* _Given exercise_
Copy every one of the rows below word for word, changing nothing.
## start Data entries
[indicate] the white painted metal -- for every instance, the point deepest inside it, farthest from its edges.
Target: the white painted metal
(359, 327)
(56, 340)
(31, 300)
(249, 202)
## end Data entries
* _Solved exercise_
[indicate] the white painted metal -- for every instance, the point deepest inside it, farthest from its edges.
Target: the white painted metal
(359, 327)
(56, 340)
(31, 300)
(249, 202)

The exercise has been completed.